> _Text under study_
=-=-=-=-=

In fact, I must mention that I was interviewed by the police during the writing of this book, and the WPC who questioned me was so resolutely lovely, judicious, and kind, I nearly gave up on the whole revolutionary caper. There were cups of tea and codes of conduct and tales of public marches in her former life. In fact, though, this just confirms my thesis that people are beautiful and Revolution inevitable. We don’t need to grow compassion in a petri dish; everyone’s fine—we just have to scrape away a few repellent systems.
Thankfully, in Grays Park (once we’d passed the immaculately tended roses) I ran into the now-grown-up child of a girl I’d dated when I was a teenager. This child, now twenty, had a baby of her own (making my former paramour a grandmother and me inwardly wince), and she looked like she’d had a hard time.
In the short exchange between us, it was clear that in the intervening years she’d been subject to the ordinary tragedy that bludgeons normal people. Her mom—the girl I used to date, who I remember as being imbued with a powerful and adventurous spirit, the kind of girl who’s in grave danger in a small town (in Salem, she’d’ve been burned) was in a wheelchair now.
Administered the wrong drug at the wrong time by a knackered nurse during a routine visit, she’d never walk again. All around us, lives are squandered and dreams are unfulfilled.
We condition our children and ourselves to enter into this spectacle, confining ourselves to a prescribed path. My mate Matt says that when he takes his two-year-old son down to the park, he has to fight not to impose a predefined version of the experience onto the spontaneous boy, who, not knowing the script, may wander off after an ant or pick daisies when he’s supposed to be playing football. Is there a limited number of times that a child will insist on remaining
wedded to the moment? Do we eventually all become cowed and beat down and just sit in the swings like we’re supposed to?

=-=-=-=-=

> _Input data_
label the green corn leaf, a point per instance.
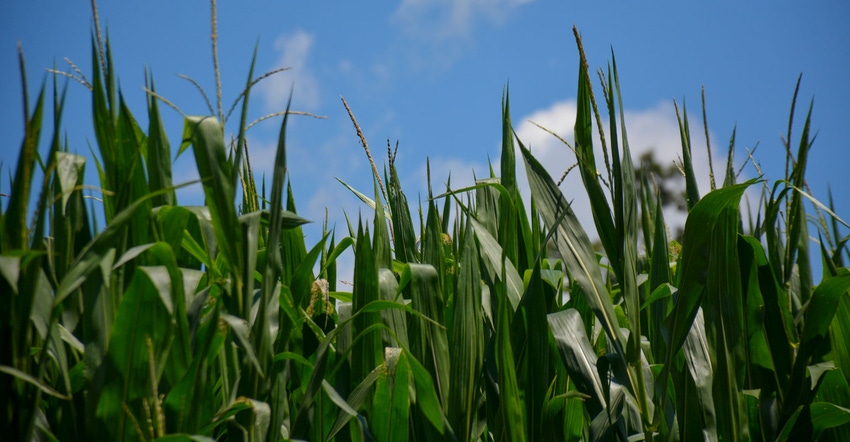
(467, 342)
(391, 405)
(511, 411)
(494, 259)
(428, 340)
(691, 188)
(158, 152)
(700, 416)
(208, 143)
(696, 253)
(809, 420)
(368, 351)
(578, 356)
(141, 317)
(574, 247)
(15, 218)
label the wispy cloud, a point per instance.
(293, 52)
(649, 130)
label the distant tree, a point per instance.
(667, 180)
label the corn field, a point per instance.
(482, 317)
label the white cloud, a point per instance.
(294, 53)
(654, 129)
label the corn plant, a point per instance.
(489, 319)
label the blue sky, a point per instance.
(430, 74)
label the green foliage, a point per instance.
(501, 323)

=-=-=-=-=

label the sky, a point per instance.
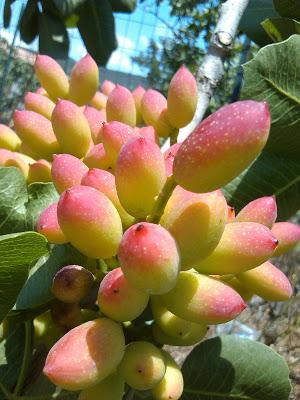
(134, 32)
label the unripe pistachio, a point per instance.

=-=-=-=-=

In the passage about the encounter in Grays Park, what caused the mother in the wheelchair to lose the ability to walk?

A knackered nurse gave her the wrong drug at the wrong time during a routine visit.